Data for processing:
********************

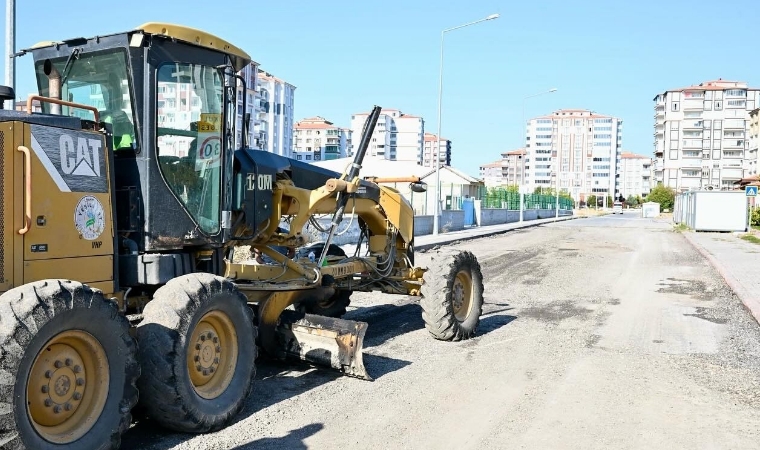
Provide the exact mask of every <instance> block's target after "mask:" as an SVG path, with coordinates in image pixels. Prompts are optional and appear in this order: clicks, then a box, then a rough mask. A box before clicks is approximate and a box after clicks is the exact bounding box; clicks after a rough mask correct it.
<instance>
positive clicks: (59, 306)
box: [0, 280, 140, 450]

********************

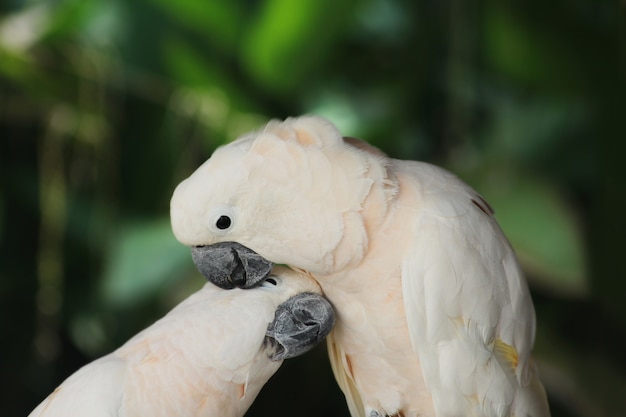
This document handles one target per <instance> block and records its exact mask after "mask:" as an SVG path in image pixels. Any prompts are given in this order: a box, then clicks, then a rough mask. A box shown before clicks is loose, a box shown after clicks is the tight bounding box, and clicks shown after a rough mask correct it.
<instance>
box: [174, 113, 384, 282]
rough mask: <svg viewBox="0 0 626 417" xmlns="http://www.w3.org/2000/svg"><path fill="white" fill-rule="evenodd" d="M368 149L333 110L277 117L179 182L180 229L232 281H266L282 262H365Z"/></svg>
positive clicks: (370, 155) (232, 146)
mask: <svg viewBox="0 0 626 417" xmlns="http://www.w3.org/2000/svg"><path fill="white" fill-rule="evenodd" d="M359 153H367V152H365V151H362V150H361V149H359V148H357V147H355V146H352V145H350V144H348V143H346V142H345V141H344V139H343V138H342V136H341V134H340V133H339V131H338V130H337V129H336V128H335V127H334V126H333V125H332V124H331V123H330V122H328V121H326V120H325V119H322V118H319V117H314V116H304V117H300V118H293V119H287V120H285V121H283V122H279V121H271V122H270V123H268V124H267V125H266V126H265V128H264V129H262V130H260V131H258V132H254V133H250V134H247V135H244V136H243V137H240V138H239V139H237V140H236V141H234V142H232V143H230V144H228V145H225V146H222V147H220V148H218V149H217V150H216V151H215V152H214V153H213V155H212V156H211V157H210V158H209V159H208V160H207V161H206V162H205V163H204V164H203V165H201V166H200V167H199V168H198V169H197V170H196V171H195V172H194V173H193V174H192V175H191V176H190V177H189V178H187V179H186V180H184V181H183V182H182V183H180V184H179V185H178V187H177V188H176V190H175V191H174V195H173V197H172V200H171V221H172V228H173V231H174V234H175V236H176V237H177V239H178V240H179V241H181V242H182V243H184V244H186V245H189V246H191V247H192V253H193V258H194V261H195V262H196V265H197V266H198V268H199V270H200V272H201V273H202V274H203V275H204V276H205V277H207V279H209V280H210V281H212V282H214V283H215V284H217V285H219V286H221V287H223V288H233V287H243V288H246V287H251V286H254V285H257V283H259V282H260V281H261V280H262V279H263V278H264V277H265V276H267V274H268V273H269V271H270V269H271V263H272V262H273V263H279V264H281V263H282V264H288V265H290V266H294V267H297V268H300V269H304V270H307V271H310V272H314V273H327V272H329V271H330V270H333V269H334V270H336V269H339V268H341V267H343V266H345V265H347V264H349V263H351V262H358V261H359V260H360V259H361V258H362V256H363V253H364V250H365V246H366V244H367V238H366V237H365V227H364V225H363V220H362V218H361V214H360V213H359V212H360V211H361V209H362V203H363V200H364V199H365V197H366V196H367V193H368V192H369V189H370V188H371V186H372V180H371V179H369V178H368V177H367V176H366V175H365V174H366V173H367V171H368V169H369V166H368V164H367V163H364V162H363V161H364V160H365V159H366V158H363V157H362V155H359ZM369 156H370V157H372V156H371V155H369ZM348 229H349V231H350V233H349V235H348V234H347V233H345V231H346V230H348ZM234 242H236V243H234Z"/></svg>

********************

Requirement: Return all lines from the material that contain "bounding".

Output below:
Provide the exact mask of every <instance> block's target after "mask:" as an SVG path, with coordinates in image pixels. Prompts are optional and appear in this order: clicks, then a box, then a rough mask. A box before clicks is approximate and a box after clicks is the exact bounding box; clicks after a rough mask correct it.
This document handles one target per <instance> block and records its exact mask after "mask:" as an SVG path in image pixels. Any prompts are given in this order: a box, then clicks, then a rough mask. A box shown before clicks is loose, a box shown after clicks is the tight bounding box, and clicks shown after a rough mask correct it.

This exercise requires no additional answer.